Pointing dataset records:
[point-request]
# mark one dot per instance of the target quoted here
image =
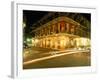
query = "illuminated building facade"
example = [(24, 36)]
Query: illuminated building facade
[(61, 33)]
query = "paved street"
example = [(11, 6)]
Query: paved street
[(50, 58)]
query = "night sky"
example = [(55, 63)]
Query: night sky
[(32, 17)]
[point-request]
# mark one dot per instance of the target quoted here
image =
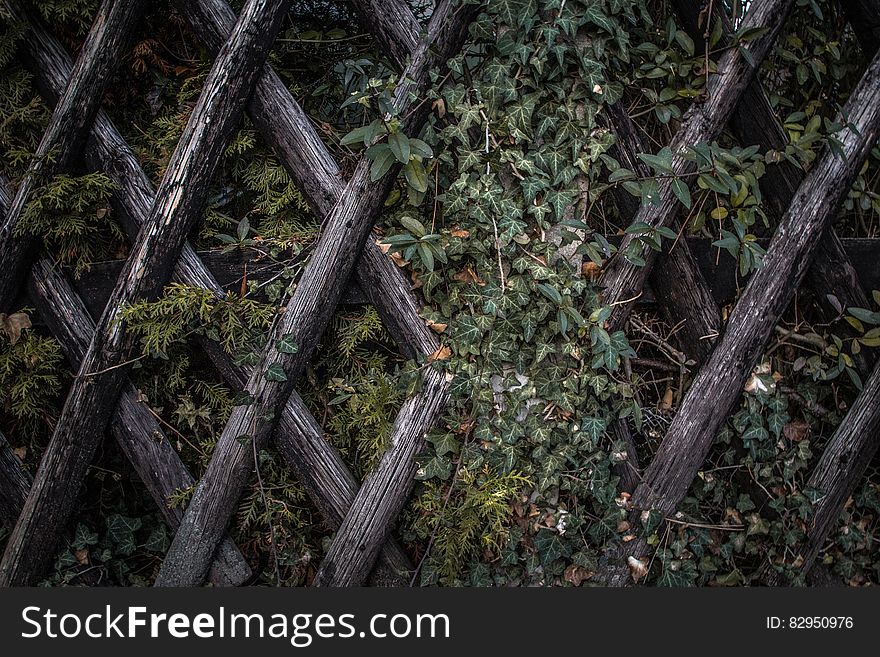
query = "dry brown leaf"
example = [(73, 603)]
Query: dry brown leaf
[(575, 575), (12, 325), (443, 353), (637, 568)]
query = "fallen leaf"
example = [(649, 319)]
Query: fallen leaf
[(666, 402), (591, 270), (637, 568), (575, 575), (82, 556), (399, 260), (468, 275), (12, 325)]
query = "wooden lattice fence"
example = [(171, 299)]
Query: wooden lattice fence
[(157, 221)]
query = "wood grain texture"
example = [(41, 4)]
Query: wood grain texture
[(227, 269), (178, 202), (385, 490), (676, 280), (135, 429), (840, 468), (306, 315), (393, 25), (719, 383), (286, 128), (299, 438), (101, 52), (623, 281), (754, 122), (15, 482)]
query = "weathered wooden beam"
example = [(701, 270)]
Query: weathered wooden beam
[(685, 298), (623, 281), (286, 128), (718, 268), (136, 431), (15, 482), (839, 470), (316, 464), (754, 122), (393, 25), (306, 315), (179, 201), (718, 385), (101, 53), (864, 18)]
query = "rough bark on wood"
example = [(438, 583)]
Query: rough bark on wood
[(227, 270), (299, 438), (304, 319), (678, 284), (393, 25), (754, 122), (286, 128), (624, 281), (384, 491), (839, 470), (60, 144), (719, 383), (178, 202), (15, 482), (864, 18), (137, 432)]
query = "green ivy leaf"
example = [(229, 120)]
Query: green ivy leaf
[(399, 144)]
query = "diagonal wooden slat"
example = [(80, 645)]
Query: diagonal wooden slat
[(300, 439), (679, 286), (15, 482), (841, 466), (316, 464), (719, 383), (136, 431), (754, 122), (178, 201), (286, 128), (624, 281), (101, 53), (305, 316)]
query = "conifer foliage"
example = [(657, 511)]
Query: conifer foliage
[(505, 208)]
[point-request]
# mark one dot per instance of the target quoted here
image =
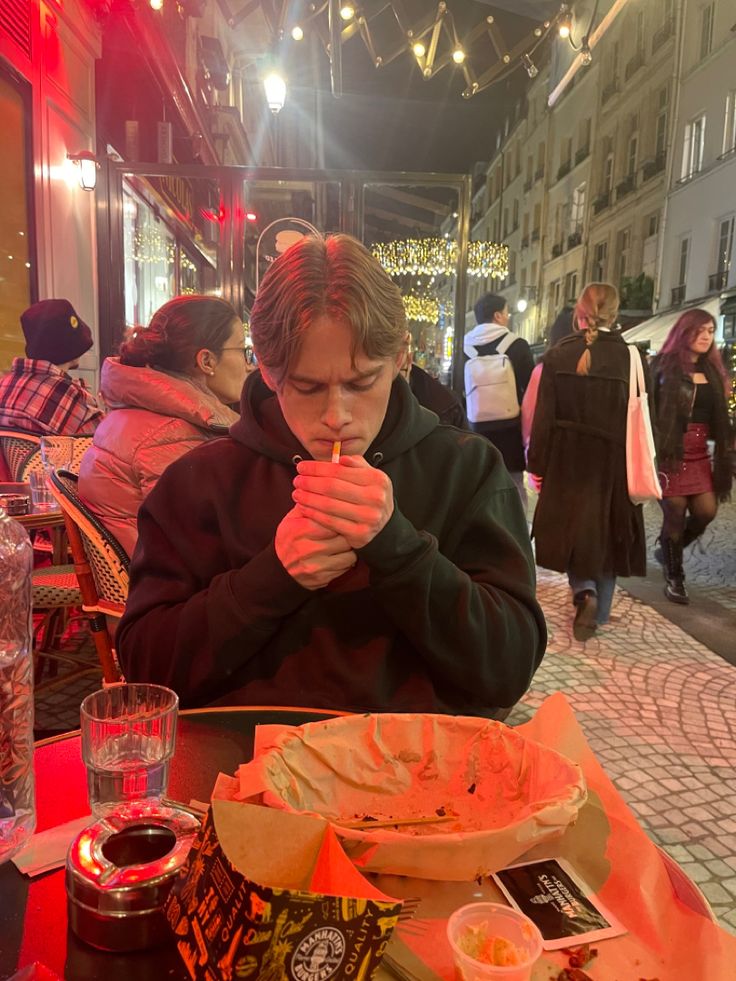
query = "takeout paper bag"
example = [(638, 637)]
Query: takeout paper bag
[(272, 896), (507, 793)]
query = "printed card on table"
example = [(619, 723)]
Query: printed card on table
[(554, 897)]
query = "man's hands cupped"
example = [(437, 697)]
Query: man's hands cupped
[(350, 498), (311, 554)]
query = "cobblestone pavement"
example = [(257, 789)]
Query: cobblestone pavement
[(659, 711)]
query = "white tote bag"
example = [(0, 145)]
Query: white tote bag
[(641, 468)]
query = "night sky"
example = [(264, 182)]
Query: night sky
[(392, 119)]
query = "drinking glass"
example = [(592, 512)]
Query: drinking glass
[(41, 496), (56, 452), (128, 739)]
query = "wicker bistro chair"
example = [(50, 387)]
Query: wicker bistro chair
[(101, 565), (34, 462), (20, 449)]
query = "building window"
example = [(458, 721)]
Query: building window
[(622, 256), (660, 134), (600, 256), (706, 30), (725, 246), (17, 258), (683, 261), (692, 150), (578, 209), (632, 155), (608, 174), (729, 123)]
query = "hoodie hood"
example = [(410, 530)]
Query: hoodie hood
[(482, 334), (262, 428), (127, 387)]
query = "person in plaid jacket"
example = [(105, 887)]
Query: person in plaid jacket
[(37, 395)]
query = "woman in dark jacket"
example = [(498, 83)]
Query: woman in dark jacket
[(585, 524), (690, 404)]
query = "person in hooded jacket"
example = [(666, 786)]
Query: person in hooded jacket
[(169, 390), (399, 578), (492, 327)]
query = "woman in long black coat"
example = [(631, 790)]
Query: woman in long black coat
[(584, 523)]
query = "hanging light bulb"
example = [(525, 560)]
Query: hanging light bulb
[(564, 24), (275, 87), (531, 69)]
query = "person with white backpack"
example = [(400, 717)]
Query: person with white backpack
[(497, 371)]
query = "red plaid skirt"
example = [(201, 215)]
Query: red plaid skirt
[(695, 474)]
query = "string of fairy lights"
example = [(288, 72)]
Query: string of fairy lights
[(438, 257), (152, 248), (422, 308)]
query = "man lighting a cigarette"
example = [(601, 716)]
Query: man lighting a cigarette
[(396, 577)]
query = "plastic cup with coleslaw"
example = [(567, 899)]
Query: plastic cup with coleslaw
[(493, 942)]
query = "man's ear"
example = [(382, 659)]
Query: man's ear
[(266, 376)]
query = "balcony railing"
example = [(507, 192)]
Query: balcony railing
[(626, 186), (609, 91), (633, 65), (663, 34), (717, 281), (651, 168), (601, 202), (564, 168)]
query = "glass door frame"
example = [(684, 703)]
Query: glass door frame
[(231, 249)]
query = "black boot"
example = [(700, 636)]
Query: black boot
[(674, 576)]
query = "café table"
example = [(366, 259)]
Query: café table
[(667, 923), (53, 520), (33, 918)]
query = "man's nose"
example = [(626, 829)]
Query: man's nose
[(336, 412)]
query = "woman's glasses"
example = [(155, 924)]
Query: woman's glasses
[(247, 353)]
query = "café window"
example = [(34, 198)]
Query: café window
[(17, 273)]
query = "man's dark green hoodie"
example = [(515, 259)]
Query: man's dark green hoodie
[(438, 615)]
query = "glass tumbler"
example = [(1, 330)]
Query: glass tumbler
[(128, 739)]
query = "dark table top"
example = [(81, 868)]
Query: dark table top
[(33, 919)]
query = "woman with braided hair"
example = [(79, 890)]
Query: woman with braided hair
[(169, 390), (690, 407), (585, 524)]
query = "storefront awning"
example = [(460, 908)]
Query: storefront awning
[(656, 329)]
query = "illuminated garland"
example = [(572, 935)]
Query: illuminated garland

● AIM OF THE TASK:
Write the entries above out again exactly, but not the pictures.

● TASK OUTPUT:
[point-request]
# mark one dot per instance of the target quoted here
image =
query = "illuminated building facade"
example = [(24, 36)]
Query: illuminated building facade
[(61, 33)]
query = "paved street"
example = [(11, 6)]
Query: paved street
[(50, 58)]
query = "night sky"
example = [(55, 63)]
Query: night sky
[(32, 17)]
[point-request]
# mark one dot per instance of the target quoted here
image =
query = "dry brown leaf"
example = [(73, 603)]
Query: dry brown leaf
[(575, 575), (12, 325), (443, 353), (637, 568)]
query = "fallen leaf"
example = [(649, 319)]
Query: fallen leaf
[(666, 402), (591, 270), (637, 568), (575, 575), (82, 556), (399, 260), (468, 275), (12, 325)]
query = "wooden lattice fence"
example = [(171, 299)]
Query: wooden lattice fence
[(157, 221)]
query = "wood grain texture"
example = [(41, 4)]
Query: wood grain texture
[(227, 269), (178, 202), (385, 490), (676, 280), (135, 429), (840, 468), (306, 315), (393, 25), (719, 383), (286, 128), (299, 438), (101, 52), (623, 281), (754, 122), (15, 482)]
query = "weathered wooden beam"
example = [(701, 270)]
Query: weathered wooden beam
[(685, 298), (623, 281), (286, 128), (718, 268), (136, 431), (15, 482), (839, 470), (316, 464), (754, 122), (393, 25), (306, 315), (179, 201), (718, 385), (101, 53), (864, 18)]
query = "rough bark on wood"
example = [(438, 583)]
Query: rough bark on wood
[(227, 270), (299, 438), (304, 319), (678, 284), (393, 25), (754, 122), (286, 128), (624, 281), (384, 491), (839, 470), (60, 144), (719, 383), (178, 202), (15, 482), (864, 18), (137, 432)]
query = "green ivy leaf"
example = [(229, 120)]
Query: green ivy leaf
[(399, 144)]
query = "diagonal wooden slat"
example = [(80, 645)]
Query: diagonal wooden slat
[(300, 439), (679, 286), (15, 482), (841, 466), (316, 464), (719, 383), (136, 431), (754, 122), (178, 201), (286, 128), (624, 281), (101, 53), (305, 316)]
query = "conifer foliage"
example = [(657, 511)]
Query: conifer foliage
[(505, 208)]
[point-request]
# mark one dot per instance of the target quoted here
image =
query = "takeout paper bag"
example = [(638, 637)]
Query: takeout paper bag
[(272, 896), (507, 793)]
query = "printed card on table"
example = [(619, 723)]
Query: printed card on table
[(554, 897)]
query = "man's hands cupped"
example = [(437, 697)]
Query: man's hands cupped
[(350, 498), (311, 554)]
query = "cobblestone pavement"
example = [(257, 789)]
Query: cobblestone pavement
[(659, 711)]
query = "white tote bag"
example = [(0, 145)]
Query: white tote bag
[(641, 468)]
query = "night sky"
example = [(264, 182)]
Query: night sky
[(392, 119)]
query = "drinking glass"
example = [(592, 512)]
Query: drinking glass
[(41, 496), (56, 452), (128, 739)]
query = "wicker bistro chair"
example = [(50, 387)]
Query: wicker bistro chair
[(101, 565), (34, 462), (20, 449)]
query = "building window"
example = [(458, 721)]
Query: building window
[(622, 256), (660, 134), (600, 256), (706, 30), (725, 246), (17, 258), (683, 261), (692, 150), (578, 209), (632, 155), (608, 174), (729, 123)]
query = "hoodie hood"
example = [(410, 530)]
Query: hoodie hood
[(482, 334), (262, 428), (127, 387)]
query = "person in plaid jacket"
example = [(105, 887)]
Query: person in plaid jacket
[(37, 395)]
query = "woman in dark jacket"
example = [(498, 83)]
Query: woman in dark jacket
[(585, 524), (690, 404)]
query = "person in hooded jacket"
example = [(666, 786)]
Query: person in hooded jacket
[(169, 390), (399, 578), (492, 327)]
query = "woman in long black coat"
example = [(631, 790)]
Query: woman in long black coat
[(584, 523)]
query = "hanging light bulb"
example = [(525, 560)]
Query: hanging light bulb
[(564, 24), (275, 87), (531, 69)]
query = "person with white backpack"
example = [(400, 717)]
Query: person with white backpack
[(497, 371)]
query = "red plaid skirt"
example = [(201, 215)]
Query: red plaid skirt
[(695, 474)]
query = "string of fairy lights"
example = [(288, 72)]
Query: string of fairy lights
[(438, 257), (152, 248), (422, 308)]
query = "man lighting a cigarette"
example = [(601, 716)]
Query: man lighting a cigarette
[(396, 577)]
query = "plastic cup with coleslaw"
example = [(567, 899)]
Query: plastic cup with coleslaw
[(493, 942)]
query = "man's ear"
example = [(382, 659)]
Query: man's ear
[(266, 376)]
query = "balcony railing"
example = [(507, 192)]
Query: balcony railing
[(626, 186), (609, 91), (633, 65), (663, 34), (717, 281), (651, 168), (601, 202), (564, 168)]
query = "glass door frame"
example = [(684, 703)]
Query: glass door frame
[(231, 249)]
query = "black boot"
example = [(700, 636)]
Query: black boot
[(674, 576)]
query = "café table"
example = [(366, 259)]
Query: café table
[(667, 923), (53, 520), (33, 918)]
query = "man's nose"
example = [(626, 829)]
Query: man's nose
[(336, 412)]
query = "woman's glasses"
example = [(155, 924)]
Query: woman's glasses
[(247, 353)]
query = "café window"
example = [(34, 198)]
Query: café window
[(17, 273)]
query = "man's dark green hoodie"
example = [(515, 259)]
Query: man's dark green hoodie
[(438, 615)]
query = "glass tumbler"
example = [(1, 330)]
Query: glass tumbler
[(128, 739)]
query = "dark table top"
example = [(81, 868)]
Query: dark table top
[(33, 919)]
query = "woman with braided hair"
example = [(79, 890)]
Query: woman with braided hair
[(169, 390), (690, 407), (585, 524)]
query = "storefront awning"
example = [(460, 908)]
Query: storefront awning
[(656, 329)]
query = "illuminated garland"
example = [(572, 935)]
Query: illuminated garland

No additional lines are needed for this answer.